------ TEXT

You’re gonna die. Yeah. That part out. Then are you just, like, stone faced, you know, riding roller coasters and you just don’t care about them anymore? No, no, no, no. You’re still getting the adrenaline. You’re still getting it. Just your perception around it has changed. So, like, anxiety and excitement are physiologically the same. It is the same experience to be excited versus anxious. You know, your heart rate increases, your blood pressure increases, your muscles tighten up, your shoulders probably rise up towards your ears a little bit, the lower muscles under your eyes tense up. Lots of weird things happen, but it’s just a perception of whether this is good or bad that changes it from excitement to anxiety.

So if you can change that perception, you’re good. It’s, oh, I’m excited. I’m not anxious. How would you do that? If you were to hypnotize someone who say the next time you’re going to get anxious, turn that into excitement, you would just anchor it, and so you would have them relive exciting moments, things that they are actually excited about, they have pleasant excitatory memories about, and then you would just anchor that feeling over and over and over again. So you can feel your heart rate increasing. And this is good. So instead of having a panic attack because your heart rate is increasing, this is something that’s good.

It means you’re having fun, and so you just reframe it because they’re highly suggestible in hypnosis. You just take the physical symptoms that they normally were scared about, and you frame them as good. You do have to be careful. I would always be skeptical if you’re doing something like this. And the hypnotherapist doesn’t ask you to get a waiver of health from a medical doctor first. I’ve heard stories, very unfortunately, of people who have, like, migraines really bad. And there are ways of eliminating pain permanently through hypnosis. And not even through hypnosis, just through verbal suggestibility.

------------
------ MATERIAL SUPPLIED

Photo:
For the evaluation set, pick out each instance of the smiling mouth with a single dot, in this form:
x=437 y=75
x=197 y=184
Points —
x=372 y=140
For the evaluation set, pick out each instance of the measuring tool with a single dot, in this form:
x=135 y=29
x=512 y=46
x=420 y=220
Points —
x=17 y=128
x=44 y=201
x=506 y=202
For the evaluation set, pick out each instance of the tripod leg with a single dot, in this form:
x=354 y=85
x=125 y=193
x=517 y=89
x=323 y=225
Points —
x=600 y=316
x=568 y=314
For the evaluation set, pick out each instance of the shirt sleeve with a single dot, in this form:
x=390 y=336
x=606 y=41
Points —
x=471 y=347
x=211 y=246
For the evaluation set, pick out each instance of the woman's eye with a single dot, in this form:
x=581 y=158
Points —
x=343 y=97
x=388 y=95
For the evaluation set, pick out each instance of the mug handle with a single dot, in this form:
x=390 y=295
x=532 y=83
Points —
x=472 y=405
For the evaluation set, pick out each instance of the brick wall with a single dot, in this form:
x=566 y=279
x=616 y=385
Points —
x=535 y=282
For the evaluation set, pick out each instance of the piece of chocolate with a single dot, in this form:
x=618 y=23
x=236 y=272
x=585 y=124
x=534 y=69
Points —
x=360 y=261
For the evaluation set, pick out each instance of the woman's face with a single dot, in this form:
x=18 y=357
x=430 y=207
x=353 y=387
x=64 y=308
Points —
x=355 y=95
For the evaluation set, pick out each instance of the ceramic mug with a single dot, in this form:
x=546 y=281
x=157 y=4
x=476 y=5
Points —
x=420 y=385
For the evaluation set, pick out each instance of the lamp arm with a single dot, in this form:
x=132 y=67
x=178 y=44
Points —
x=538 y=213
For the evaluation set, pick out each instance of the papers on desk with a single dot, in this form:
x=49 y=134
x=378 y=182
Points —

------------

AIM OF THE EXERCISE = In the hypnosis text, reproduce word for word the passage that starts with "It means you’re" and goes on through "through verbal suggestibility.".

ANSWER FOR THE TASK =
It means you’re having fun, and so you just reframe it because they’re highly suggestible in hypnosis. You just take the physical symptoms that they normally were scared about, and you frame them as good. You do have to be careful. I would always be skeptical if you’re doing something like this. And the hypnotherapist doesn’t ask you to get a waiver of health from a medical doctor first. I’ve heard stories, very unfortunately, of people who have, like, migraines really bad. And there are ways of eliminating pain permanently through hypnosis. And not even through hypnosis, just through verbal suggestibility.